“I’m not trying to record history or paint from an historical perspective. I don’t particularly care about the rib on an over-under. I’m capturing a mood.”
If James B. Robinson wrote scores for movies, which he does as an offbeat hobby, the mix would be eclectic. Picture a little Bach wrapped around some rhythm and blues with country-western on the side. Robinson doesn’t like to be categorized in either his music, which is an avocation, or his art, which has been his vocation since 1970.
Take Robinson’s All Clear; a painting in which the eye is inexorably drawn to a stately whitetail buck that is an integral part of a stunning central Texas landscape. Let the eye rove and it settles on a doe to the right of the buck. Robinson has created a whitetail painting that transcends the inherent appeal of the animals themselves. Here is a painting to be appreciated by anyone in touch with the rugged beauty of the Texas Hill Country or, for that matter, anyone who appreciates the lure of the outdoors, Texas or otherwise.
In All Clear, Robinson has created a wonderful landscape and placed the deer in it. The animals are the focal point but they no more dominate the scene than does the surrounding landscape. Each element is an integral part but none is dominant. To the artist, the mood is just as important as the animals.

★ ★ ★

*Written instruction 1*
In the article about James B. Robinson, since what year has art been his vocation?
*Written instruction 2*
Render the records from their first line up to and including the line with "38 151 L 41" as a Markdown table with the columns Number and Record line, leaving out blank lines.
The article about the painter and the records after it come from separate sources.

★ ★ ★

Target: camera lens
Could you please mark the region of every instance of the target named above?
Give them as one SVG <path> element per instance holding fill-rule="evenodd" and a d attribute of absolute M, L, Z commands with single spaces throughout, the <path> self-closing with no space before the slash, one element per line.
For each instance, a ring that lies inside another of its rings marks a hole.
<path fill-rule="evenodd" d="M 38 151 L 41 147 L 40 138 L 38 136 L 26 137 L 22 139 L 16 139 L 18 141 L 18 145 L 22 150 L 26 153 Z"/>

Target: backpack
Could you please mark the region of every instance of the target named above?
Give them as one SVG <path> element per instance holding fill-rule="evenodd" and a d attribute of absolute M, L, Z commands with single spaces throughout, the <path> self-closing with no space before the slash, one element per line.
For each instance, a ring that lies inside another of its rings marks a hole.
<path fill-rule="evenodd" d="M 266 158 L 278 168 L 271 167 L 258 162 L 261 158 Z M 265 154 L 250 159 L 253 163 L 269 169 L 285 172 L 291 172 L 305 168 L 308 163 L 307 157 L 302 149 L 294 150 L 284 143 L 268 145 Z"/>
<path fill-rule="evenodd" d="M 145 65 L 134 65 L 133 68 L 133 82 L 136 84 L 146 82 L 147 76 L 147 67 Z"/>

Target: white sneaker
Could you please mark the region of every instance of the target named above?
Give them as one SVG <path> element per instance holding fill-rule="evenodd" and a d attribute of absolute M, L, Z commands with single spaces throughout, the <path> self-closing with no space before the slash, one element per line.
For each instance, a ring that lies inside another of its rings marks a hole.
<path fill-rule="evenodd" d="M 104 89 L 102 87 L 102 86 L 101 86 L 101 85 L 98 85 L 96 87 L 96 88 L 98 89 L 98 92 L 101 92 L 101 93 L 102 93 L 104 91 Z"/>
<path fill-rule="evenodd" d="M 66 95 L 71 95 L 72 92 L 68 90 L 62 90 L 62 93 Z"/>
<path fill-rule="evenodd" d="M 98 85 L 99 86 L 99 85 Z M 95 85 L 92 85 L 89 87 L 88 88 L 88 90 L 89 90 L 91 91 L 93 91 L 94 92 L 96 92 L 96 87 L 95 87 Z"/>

★ ★ ★

*Correct answer 1*
Since 1970.

*Correct answer 2*
| Number | Record line |
|---|---|
| 1 | Target: camera lens |
| 2 | Could you please mark the region of every instance of the target named above? |
| 3 | Give them as one SVG <path> element per instance holding fill-rule="evenodd" and a d attribute of absolute M, L, Z commands with single spaces throughout, the <path> self-closing with no space before the slash, one element per line. |
| 4 | For each instance, a ring that lies inside another of its rings marks a hole. |
| 5 | <path fill-rule="evenodd" d="M 38 151 L 41 147 L 40 138 L 38 136 L 26 137 L 22 139 L 16 139 L 18 141 L 18 145 L 22 150 L 26 153 Z"/> |